Collected data:
● ● ●
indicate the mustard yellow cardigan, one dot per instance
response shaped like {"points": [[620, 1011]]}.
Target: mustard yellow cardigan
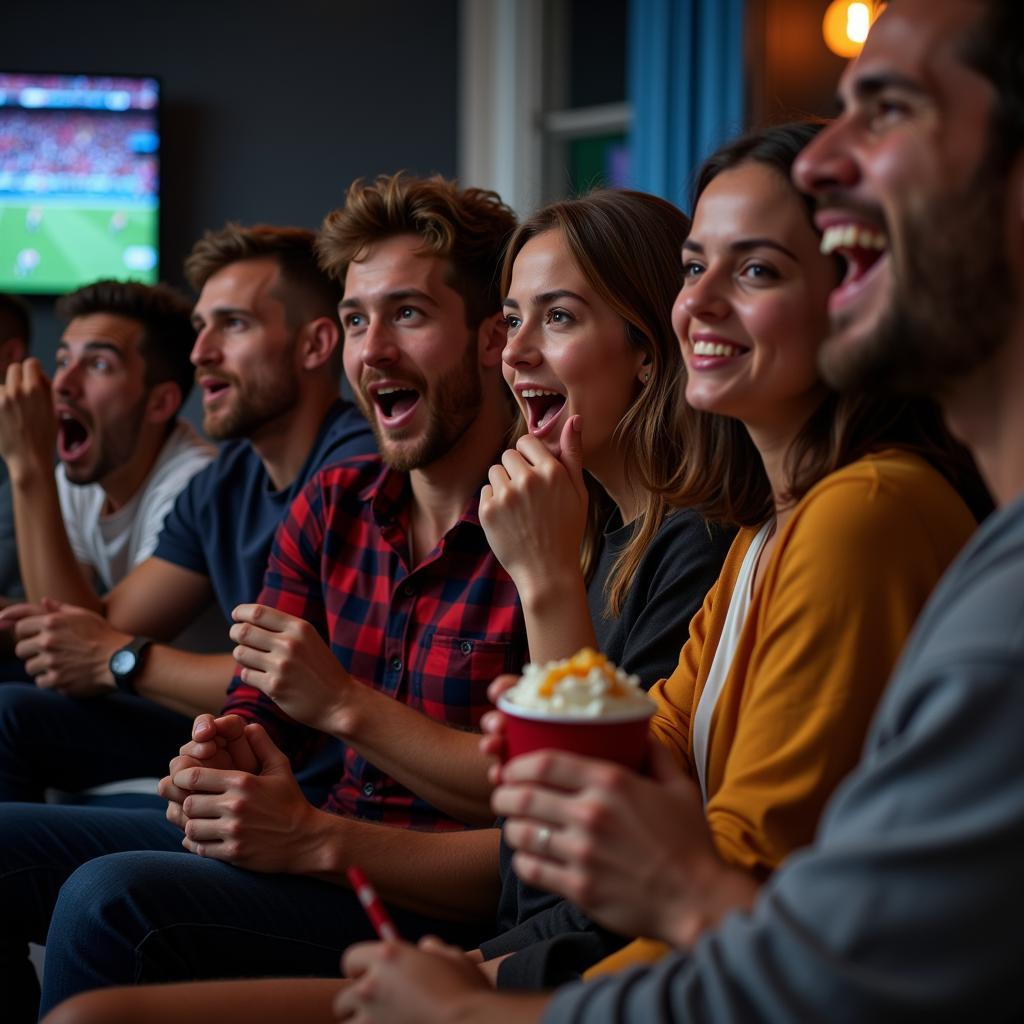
{"points": [[848, 577]]}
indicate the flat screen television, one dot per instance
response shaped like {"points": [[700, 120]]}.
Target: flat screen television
{"points": [[79, 180]]}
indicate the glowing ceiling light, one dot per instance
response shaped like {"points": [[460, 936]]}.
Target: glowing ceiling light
{"points": [[846, 25]]}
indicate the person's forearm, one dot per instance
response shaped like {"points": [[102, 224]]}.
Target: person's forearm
{"points": [[48, 565], [557, 619], [439, 763], [192, 684], [454, 876], [264, 1000], [499, 1008]]}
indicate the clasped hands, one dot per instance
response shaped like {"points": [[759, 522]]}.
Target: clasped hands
{"points": [[233, 795]]}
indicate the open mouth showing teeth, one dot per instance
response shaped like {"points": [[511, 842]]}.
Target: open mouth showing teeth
{"points": [[859, 247], [542, 407], [394, 401], [73, 437], [722, 348]]}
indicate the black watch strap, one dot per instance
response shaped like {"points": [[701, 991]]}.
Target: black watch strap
{"points": [[125, 663]]}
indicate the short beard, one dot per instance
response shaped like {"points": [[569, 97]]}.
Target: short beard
{"points": [[454, 402], [263, 401], [119, 441], [952, 299]]}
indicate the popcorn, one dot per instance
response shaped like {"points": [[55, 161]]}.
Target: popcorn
{"points": [[587, 685]]}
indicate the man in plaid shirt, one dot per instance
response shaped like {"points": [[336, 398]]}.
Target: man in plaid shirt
{"points": [[383, 619]]}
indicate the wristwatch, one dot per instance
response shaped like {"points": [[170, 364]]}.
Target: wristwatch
{"points": [[125, 662]]}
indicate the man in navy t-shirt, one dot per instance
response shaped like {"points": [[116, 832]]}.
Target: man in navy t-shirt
{"points": [[267, 361]]}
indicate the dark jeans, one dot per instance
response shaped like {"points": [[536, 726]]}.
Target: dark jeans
{"points": [[51, 740], [159, 913]]}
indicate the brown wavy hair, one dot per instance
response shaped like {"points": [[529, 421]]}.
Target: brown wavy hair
{"points": [[721, 472], [627, 245], [467, 226]]}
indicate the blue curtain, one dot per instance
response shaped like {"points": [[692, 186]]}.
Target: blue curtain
{"points": [[685, 82]]}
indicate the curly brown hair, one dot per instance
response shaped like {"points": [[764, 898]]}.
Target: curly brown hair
{"points": [[467, 226]]}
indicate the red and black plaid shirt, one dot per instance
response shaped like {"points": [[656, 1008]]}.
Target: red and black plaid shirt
{"points": [[433, 636]]}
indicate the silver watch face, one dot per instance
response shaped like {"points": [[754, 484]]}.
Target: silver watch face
{"points": [[123, 662]]}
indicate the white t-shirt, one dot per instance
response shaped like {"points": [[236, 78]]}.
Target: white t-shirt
{"points": [[114, 545]]}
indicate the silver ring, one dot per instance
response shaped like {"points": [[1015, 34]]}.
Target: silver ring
{"points": [[543, 840]]}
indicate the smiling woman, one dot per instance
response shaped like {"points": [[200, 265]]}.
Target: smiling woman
{"points": [[849, 518]]}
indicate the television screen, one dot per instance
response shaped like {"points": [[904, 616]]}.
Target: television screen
{"points": [[79, 180]]}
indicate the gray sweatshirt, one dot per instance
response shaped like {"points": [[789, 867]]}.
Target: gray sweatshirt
{"points": [[909, 904]]}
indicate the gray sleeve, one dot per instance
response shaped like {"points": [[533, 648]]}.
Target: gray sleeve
{"points": [[908, 905]]}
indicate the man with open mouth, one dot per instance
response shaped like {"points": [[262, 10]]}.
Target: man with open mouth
{"points": [[908, 903], [262, 344], [112, 416], [15, 340], [383, 620]]}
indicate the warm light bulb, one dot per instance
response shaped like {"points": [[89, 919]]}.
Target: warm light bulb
{"points": [[845, 27], [858, 20]]}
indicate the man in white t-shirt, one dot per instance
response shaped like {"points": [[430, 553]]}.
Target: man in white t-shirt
{"points": [[122, 374]]}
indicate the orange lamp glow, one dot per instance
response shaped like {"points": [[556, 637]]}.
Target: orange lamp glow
{"points": [[845, 26]]}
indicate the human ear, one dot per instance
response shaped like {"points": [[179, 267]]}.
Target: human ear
{"points": [[317, 342], [492, 336]]}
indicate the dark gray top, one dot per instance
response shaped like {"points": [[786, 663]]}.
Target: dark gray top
{"points": [[909, 903]]}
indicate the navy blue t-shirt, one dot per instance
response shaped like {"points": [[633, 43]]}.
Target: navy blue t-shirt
{"points": [[222, 524]]}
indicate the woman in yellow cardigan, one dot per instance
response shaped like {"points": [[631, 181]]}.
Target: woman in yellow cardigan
{"points": [[848, 520], [849, 517]]}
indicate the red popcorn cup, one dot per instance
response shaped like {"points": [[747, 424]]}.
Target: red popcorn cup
{"points": [[622, 738]]}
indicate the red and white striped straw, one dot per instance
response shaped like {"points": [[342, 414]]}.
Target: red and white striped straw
{"points": [[379, 918]]}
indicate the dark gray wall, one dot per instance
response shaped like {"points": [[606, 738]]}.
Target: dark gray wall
{"points": [[270, 109]]}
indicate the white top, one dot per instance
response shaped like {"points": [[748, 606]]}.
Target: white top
{"points": [[114, 545], [739, 604]]}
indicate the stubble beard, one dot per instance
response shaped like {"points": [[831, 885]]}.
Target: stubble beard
{"points": [[951, 299], [259, 402], [116, 441], [453, 403]]}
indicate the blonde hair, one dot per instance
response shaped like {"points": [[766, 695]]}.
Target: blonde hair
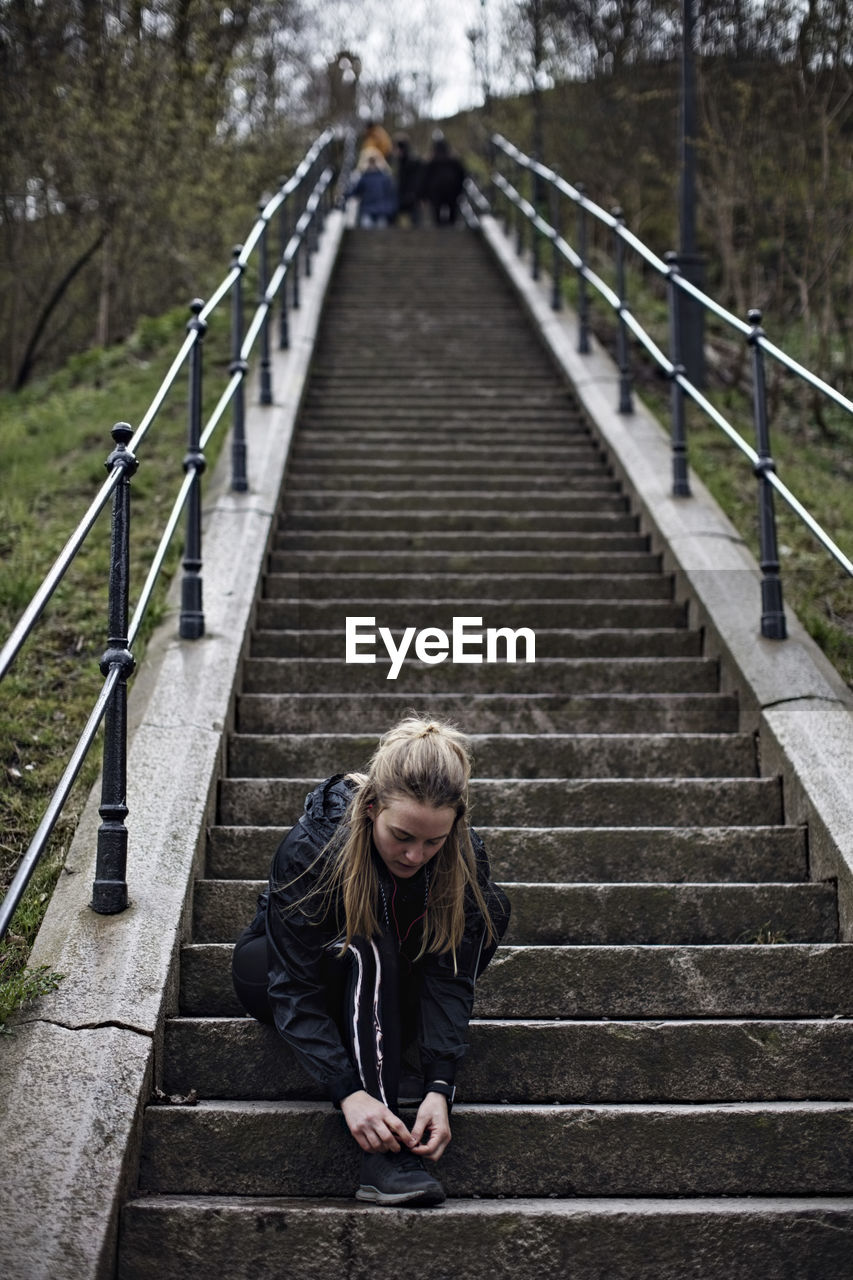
{"points": [[428, 762]]}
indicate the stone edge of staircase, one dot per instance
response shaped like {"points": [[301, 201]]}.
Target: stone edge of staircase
{"points": [[81, 1064], [789, 693]]}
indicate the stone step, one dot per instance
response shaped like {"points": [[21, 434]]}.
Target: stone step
{"points": [[495, 713], [387, 451], [578, 854], [176, 1238], [557, 675], [720, 1060], [389, 524], [551, 643], [463, 562], [389, 480], [521, 755], [583, 803], [788, 981], [438, 501], [512, 588], [291, 1148], [477, 432], [340, 540], [288, 613], [598, 914]]}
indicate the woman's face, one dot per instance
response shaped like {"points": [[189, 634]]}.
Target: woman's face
{"points": [[409, 833]]}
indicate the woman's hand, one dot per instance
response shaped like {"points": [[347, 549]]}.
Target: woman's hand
{"points": [[373, 1125], [432, 1120]]}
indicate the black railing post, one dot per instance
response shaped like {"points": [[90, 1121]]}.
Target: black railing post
{"points": [[680, 476], [263, 280], [109, 890], [310, 243], [625, 405], [534, 233], [295, 269], [238, 475], [583, 298], [507, 202], [772, 612], [519, 213], [283, 319], [556, 256], [192, 620]]}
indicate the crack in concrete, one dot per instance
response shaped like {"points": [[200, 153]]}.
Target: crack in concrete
{"points": [[802, 698], [90, 1027]]}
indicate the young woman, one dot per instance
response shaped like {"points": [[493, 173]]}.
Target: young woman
{"points": [[378, 919]]}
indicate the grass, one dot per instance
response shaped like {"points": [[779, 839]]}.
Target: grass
{"points": [[54, 440]]}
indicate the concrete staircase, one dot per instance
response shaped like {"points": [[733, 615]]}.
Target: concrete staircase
{"points": [[660, 1070]]}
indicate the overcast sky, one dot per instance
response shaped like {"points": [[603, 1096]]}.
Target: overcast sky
{"points": [[423, 33]]}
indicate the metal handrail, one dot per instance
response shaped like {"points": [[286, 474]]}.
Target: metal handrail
{"points": [[310, 186], [772, 624]]}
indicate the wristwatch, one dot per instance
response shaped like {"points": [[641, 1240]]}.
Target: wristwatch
{"points": [[447, 1091]]}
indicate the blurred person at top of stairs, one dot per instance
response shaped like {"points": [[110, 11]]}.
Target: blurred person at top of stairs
{"points": [[379, 917]]}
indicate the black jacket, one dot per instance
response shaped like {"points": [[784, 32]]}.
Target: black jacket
{"points": [[301, 949]]}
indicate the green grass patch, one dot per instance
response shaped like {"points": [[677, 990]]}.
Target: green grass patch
{"points": [[54, 442]]}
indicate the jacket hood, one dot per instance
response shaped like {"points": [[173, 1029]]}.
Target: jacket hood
{"points": [[327, 804]]}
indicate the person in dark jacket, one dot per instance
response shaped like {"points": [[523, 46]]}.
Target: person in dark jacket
{"points": [[379, 917], [442, 182], [377, 193]]}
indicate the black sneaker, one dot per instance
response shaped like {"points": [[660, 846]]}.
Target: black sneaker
{"points": [[397, 1178]]}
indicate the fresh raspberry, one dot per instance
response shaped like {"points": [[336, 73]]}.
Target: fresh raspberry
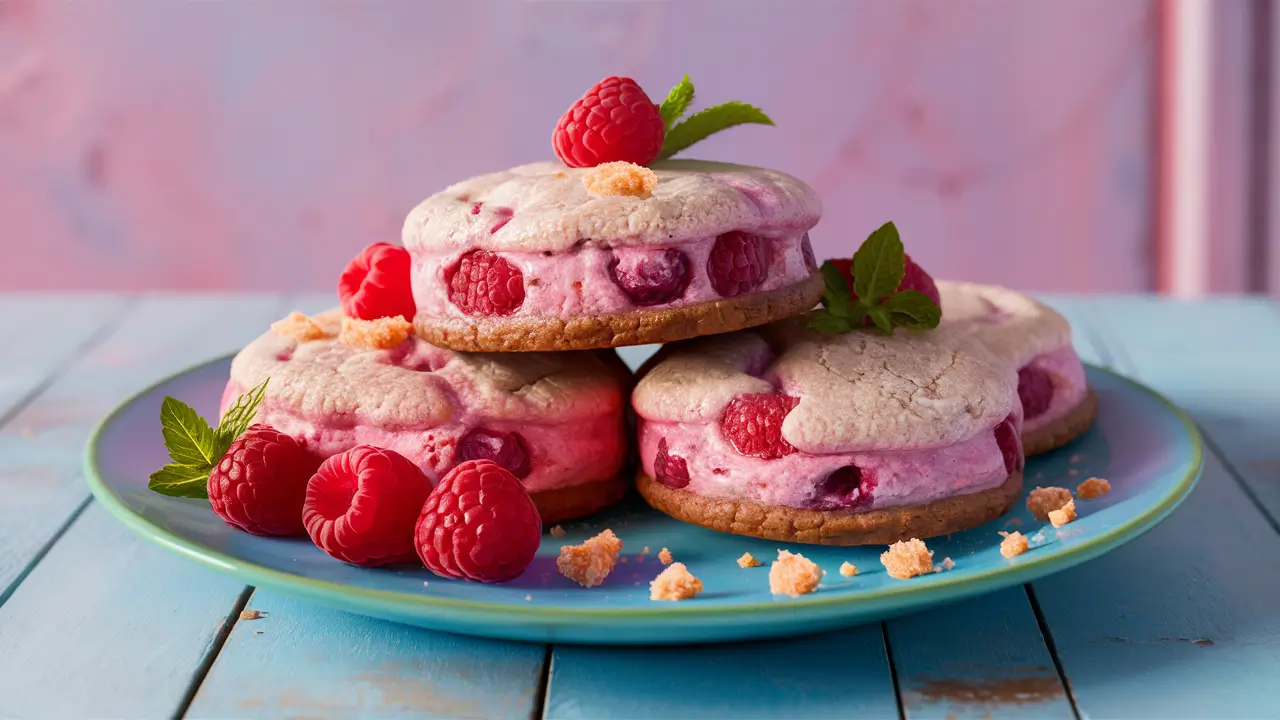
{"points": [[615, 121], [483, 283], [671, 470], [259, 486], [913, 278], [1036, 391], [376, 285], [848, 488], [479, 524], [1010, 445], [652, 278], [739, 263], [507, 450], [362, 504], [753, 424]]}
● ● ●
**Given request:**
Output only the lines from the one that contains "indicate the jacket" to the end of the entries above, both end lines included, and drop the pictures.

**Task solution:**
indicate the jacket hood, one dot per instance
response shaped like {"points": [[173, 1029]]}.
Target: jacket hood
{"points": [[327, 804]]}
indicate the person in dark jacket, one dot per instance
response shaped like {"points": [[523, 46]]}.
Target: person in dark jacket
{"points": [[379, 917], [442, 182], [377, 193]]}
indicate the black sneaker, one dot per instance
response shaped like {"points": [[660, 846]]}.
Target: black sneaker
{"points": [[397, 1178]]}
indicate the fresh raspberry, one dot per instance
response shaped like {"points": [[336, 73]]}.
Target: fresh raspberry
{"points": [[615, 121], [483, 283], [671, 470], [259, 486], [913, 278], [1036, 391], [376, 285], [848, 488], [479, 524], [1010, 445], [652, 278], [739, 263], [507, 450], [362, 504], [753, 424]]}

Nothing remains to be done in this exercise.